* **Data records**:
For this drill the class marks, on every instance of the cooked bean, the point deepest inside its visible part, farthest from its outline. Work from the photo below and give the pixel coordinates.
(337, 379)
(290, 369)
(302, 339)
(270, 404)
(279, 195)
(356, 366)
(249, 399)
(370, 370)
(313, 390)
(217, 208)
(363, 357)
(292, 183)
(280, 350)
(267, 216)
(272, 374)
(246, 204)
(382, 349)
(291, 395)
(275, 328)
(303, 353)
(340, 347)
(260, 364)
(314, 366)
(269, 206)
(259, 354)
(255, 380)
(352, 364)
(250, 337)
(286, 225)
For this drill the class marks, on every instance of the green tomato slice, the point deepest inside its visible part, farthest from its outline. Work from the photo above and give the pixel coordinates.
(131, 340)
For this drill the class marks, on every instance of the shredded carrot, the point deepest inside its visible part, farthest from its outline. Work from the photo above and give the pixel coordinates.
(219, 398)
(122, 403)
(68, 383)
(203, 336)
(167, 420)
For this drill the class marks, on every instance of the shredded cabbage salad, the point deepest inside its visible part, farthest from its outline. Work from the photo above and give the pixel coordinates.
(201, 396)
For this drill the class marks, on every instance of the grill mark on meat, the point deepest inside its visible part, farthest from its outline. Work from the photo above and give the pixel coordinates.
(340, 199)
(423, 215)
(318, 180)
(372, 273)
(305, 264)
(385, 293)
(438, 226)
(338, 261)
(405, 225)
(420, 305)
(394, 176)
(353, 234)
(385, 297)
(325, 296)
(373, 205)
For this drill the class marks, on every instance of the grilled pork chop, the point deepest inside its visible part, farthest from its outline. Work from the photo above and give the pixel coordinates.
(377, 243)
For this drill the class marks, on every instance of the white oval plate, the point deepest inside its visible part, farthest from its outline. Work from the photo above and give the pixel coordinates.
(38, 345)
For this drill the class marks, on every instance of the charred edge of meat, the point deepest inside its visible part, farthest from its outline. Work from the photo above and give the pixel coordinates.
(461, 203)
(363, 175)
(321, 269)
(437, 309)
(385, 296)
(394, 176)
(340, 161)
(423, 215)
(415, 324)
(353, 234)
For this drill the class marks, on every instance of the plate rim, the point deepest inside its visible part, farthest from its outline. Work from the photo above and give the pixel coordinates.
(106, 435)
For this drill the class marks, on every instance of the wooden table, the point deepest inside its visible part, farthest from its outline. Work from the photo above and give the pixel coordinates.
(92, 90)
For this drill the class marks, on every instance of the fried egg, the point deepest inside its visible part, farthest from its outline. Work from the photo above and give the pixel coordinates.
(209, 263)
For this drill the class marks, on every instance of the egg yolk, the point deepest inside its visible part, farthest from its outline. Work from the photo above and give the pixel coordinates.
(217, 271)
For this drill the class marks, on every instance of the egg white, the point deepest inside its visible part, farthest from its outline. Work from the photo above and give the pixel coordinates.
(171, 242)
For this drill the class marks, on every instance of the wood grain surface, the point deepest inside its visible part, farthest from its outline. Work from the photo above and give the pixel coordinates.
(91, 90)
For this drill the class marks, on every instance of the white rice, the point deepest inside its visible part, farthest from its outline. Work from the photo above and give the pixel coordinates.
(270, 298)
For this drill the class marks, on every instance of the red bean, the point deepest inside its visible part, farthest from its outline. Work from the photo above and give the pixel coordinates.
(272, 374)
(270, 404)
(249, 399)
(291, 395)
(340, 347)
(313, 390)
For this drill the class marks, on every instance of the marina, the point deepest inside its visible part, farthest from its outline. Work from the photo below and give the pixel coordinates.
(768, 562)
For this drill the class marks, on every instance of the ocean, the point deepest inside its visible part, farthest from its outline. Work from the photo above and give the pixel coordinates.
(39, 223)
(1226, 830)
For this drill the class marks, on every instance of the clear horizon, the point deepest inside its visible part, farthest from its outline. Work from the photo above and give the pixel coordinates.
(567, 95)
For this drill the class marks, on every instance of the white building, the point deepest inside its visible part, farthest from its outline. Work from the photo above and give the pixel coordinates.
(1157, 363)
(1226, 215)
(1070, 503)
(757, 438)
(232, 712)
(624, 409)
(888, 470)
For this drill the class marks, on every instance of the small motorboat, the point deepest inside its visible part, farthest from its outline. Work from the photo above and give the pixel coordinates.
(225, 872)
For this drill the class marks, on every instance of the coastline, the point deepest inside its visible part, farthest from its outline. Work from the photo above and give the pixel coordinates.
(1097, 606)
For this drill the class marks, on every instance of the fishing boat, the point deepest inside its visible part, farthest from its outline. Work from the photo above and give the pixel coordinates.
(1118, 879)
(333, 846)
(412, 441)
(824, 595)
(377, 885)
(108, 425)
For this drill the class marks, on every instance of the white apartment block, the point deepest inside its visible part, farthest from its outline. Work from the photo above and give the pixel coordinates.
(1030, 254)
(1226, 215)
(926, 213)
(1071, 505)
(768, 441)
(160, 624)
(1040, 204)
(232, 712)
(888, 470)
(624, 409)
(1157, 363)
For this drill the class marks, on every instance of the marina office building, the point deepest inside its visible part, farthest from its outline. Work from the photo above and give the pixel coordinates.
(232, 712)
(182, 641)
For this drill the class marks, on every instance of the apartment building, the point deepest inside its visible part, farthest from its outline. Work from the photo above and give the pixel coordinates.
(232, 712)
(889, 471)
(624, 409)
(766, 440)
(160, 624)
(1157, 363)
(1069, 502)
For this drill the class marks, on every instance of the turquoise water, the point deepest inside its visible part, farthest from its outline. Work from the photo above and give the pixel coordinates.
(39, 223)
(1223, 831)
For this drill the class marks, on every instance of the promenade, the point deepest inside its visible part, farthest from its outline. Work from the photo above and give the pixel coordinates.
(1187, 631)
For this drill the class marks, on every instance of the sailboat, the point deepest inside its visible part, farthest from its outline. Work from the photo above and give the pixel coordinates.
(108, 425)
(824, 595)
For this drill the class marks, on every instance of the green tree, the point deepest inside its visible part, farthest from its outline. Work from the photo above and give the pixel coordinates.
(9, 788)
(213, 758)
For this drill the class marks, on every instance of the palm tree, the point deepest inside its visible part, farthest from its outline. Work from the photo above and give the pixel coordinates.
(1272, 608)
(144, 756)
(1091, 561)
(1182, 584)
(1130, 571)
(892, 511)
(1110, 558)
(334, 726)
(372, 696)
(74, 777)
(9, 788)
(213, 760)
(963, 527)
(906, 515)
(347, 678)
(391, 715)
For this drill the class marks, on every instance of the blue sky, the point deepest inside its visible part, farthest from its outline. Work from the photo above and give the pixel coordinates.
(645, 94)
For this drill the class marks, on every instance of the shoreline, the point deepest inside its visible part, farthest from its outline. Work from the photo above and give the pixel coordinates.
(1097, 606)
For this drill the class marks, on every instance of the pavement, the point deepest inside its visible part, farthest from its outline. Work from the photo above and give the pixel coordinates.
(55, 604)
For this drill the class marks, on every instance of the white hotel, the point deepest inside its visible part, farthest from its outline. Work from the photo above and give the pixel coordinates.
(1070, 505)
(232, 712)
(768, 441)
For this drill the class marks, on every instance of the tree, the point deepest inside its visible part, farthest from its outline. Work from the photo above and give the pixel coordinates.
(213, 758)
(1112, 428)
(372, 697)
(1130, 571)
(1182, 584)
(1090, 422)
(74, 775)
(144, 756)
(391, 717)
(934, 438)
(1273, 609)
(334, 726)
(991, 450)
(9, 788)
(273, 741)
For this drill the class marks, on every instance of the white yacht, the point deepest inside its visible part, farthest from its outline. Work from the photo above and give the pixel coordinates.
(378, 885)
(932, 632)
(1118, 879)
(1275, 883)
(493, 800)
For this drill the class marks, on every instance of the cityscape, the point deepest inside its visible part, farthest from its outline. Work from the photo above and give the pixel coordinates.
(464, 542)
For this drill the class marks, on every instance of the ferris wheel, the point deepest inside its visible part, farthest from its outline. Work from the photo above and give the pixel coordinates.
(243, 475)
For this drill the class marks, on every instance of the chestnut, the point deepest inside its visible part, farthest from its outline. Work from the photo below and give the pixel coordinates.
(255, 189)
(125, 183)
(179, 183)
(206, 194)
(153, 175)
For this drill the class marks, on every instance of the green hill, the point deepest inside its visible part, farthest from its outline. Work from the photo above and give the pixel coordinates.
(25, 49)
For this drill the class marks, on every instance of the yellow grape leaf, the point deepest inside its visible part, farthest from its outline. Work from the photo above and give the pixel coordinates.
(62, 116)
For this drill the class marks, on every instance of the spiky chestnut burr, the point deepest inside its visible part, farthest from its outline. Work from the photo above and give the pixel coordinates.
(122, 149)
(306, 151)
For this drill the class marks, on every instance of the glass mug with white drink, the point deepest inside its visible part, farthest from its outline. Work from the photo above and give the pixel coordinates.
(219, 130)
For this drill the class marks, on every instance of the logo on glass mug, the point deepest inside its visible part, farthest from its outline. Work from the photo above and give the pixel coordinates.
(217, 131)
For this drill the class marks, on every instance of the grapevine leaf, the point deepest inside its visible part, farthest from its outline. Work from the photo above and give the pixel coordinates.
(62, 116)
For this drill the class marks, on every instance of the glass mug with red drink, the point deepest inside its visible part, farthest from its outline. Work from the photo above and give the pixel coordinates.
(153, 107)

* **What you will do**: Please copy the line holding "of the spiky" and all lines after it to the end of the records, exactly, and nothing else.

* **Answer section**:
For this drill the class marks, on every instance of the spiky chestnut burr, the point deepest inside its visible part, farthest from its outline. Work from the photo above and give the pixel coordinates.
(122, 149)
(306, 151)
For this drill the class marks, on every instance of the glass mug with white drink, the point deepest inside its visible part, farthest from its outline. Work from the photo above and give the pixel coordinates.
(219, 130)
For this drill the class marks, on every instance of the logo on glass mug, the point deepest inside its visible part, farthest from its outline. Work from the photo above and give the pixel coordinates.
(217, 131)
For this drill the class marks, on every instance of the grapevine leaf, the point deepest inside its visible part, farthest from its outline. Work from the photo above and give the pixel coordinates.
(62, 116)
For this drill the class marks, on every instance of the glass mug with red drink, the point deepest inside its visible part, farthest from its outline. Work from the photo above and give the pixel coordinates.
(153, 107)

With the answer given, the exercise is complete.